*** Provided information ***

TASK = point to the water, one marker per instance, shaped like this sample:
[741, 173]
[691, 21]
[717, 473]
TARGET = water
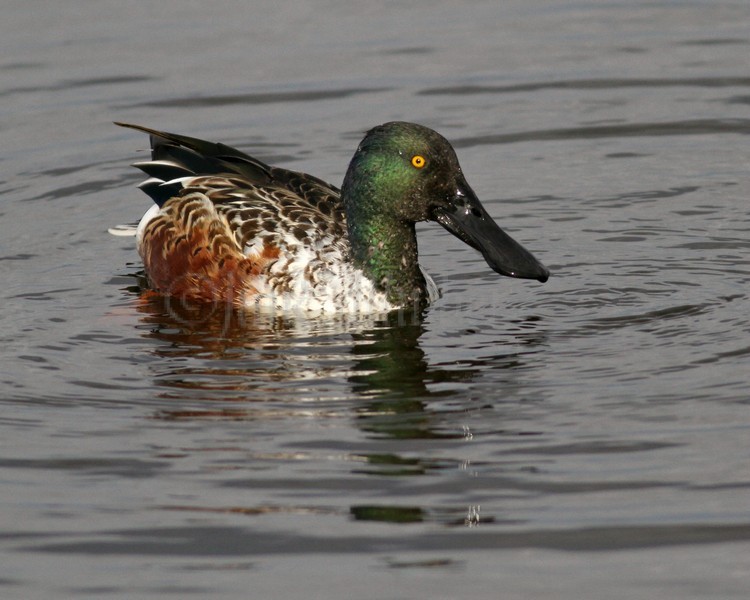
[585, 438]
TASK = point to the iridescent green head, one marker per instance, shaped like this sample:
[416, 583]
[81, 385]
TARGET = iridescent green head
[403, 173]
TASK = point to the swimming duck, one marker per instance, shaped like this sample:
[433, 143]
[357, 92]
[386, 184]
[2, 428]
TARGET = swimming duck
[226, 227]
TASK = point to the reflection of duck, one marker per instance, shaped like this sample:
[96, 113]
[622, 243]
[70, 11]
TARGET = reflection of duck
[229, 228]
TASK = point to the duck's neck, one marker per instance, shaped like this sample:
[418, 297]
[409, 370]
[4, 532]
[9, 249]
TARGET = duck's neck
[386, 251]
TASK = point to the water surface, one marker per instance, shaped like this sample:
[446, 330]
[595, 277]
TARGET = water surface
[585, 438]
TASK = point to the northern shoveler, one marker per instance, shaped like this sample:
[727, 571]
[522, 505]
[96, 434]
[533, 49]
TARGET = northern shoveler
[228, 228]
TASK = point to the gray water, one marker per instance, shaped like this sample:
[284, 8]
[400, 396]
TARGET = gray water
[585, 438]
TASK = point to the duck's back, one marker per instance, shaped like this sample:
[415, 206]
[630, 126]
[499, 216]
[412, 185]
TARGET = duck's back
[228, 228]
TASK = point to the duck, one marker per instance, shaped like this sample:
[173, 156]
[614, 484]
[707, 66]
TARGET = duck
[226, 227]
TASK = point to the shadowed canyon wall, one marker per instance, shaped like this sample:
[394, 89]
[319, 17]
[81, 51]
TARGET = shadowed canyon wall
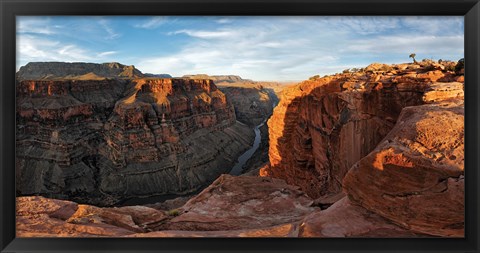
[101, 141]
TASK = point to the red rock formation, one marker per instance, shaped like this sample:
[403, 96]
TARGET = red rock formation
[231, 206]
[102, 141]
[233, 203]
[322, 127]
[345, 219]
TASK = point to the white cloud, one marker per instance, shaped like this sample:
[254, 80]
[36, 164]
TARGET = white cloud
[207, 34]
[409, 43]
[35, 25]
[110, 31]
[224, 20]
[152, 23]
[258, 52]
[32, 48]
[107, 53]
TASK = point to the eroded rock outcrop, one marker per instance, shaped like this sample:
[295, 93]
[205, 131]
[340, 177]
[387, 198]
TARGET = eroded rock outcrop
[230, 207]
[102, 141]
[381, 151]
[415, 177]
[76, 70]
[323, 127]
[233, 203]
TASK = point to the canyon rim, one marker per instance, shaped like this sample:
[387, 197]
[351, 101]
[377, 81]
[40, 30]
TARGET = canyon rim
[110, 150]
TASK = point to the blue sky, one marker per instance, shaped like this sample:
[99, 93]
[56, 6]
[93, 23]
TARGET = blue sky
[259, 48]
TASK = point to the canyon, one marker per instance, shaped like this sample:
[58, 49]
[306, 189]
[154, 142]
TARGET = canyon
[105, 140]
[371, 152]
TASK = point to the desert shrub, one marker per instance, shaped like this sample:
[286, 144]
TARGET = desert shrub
[386, 68]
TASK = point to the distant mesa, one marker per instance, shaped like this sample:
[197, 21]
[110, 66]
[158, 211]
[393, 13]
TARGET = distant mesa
[80, 70]
[157, 75]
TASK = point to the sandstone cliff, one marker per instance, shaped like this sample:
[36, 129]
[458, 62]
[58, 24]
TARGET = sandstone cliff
[322, 127]
[378, 153]
[76, 70]
[102, 141]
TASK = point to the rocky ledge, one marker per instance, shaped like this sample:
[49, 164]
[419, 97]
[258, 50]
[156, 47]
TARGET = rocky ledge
[104, 141]
[374, 153]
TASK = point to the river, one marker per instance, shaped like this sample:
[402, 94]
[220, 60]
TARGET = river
[238, 167]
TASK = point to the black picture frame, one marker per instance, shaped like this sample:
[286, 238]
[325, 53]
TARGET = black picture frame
[470, 9]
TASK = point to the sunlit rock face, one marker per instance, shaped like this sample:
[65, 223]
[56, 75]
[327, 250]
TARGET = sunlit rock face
[104, 140]
[394, 145]
[415, 176]
[229, 207]
[322, 127]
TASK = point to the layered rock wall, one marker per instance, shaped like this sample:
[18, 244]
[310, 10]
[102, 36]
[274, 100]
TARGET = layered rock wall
[101, 141]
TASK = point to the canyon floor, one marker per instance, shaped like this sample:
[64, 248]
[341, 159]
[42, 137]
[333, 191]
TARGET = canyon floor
[371, 152]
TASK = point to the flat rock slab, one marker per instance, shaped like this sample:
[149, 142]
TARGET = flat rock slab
[234, 203]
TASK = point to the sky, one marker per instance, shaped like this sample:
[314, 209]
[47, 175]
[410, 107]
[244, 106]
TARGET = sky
[259, 48]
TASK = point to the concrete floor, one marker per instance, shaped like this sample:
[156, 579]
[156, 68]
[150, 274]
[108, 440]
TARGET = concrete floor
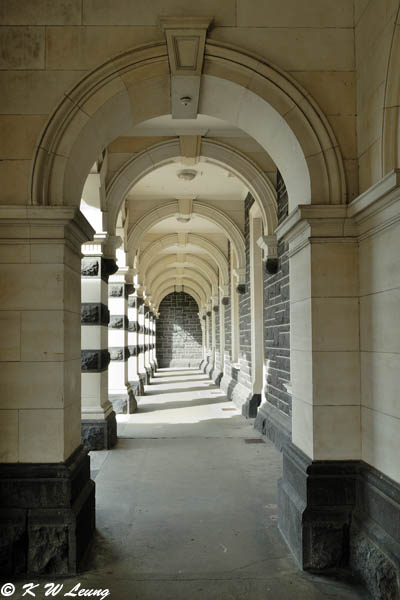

*** End of Provided information ***

__Your assignment__
From the listing above, repeat exactly the lines starting at the line that includes "TARGET = duck's neck" and ending at the line that includes "TASK = point to the duck, one", with nothing outside that span.

__Solution to this task__
TARGET = duck's neck
[386, 251]
TASK = point to the water surface, one marker per instance, shaped like this sample:
[446, 330]
[595, 277]
TARGET = water surface
[585, 438]
TASK = point to the northern shoveler, one marker per instance, shaped like this sample:
[727, 571]
[522, 505]
[96, 434]
[533, 49]
TARGET = northern shoveler
[228, 228]
TASK = point to the gray water, one marker per instance, shaped like this sample:
[284, 8]
[400, 396]
TARGET = gray water
[585, 438]
TASK = point to the duck's back, one marker per instance, shaped like this sample:
[415, 206]
[630, 126]
[499, 216]
[412, 185]
TARGET = duck's back
[228, 228]
TASK = point to the duck, one marker per instance, shaped like this sample:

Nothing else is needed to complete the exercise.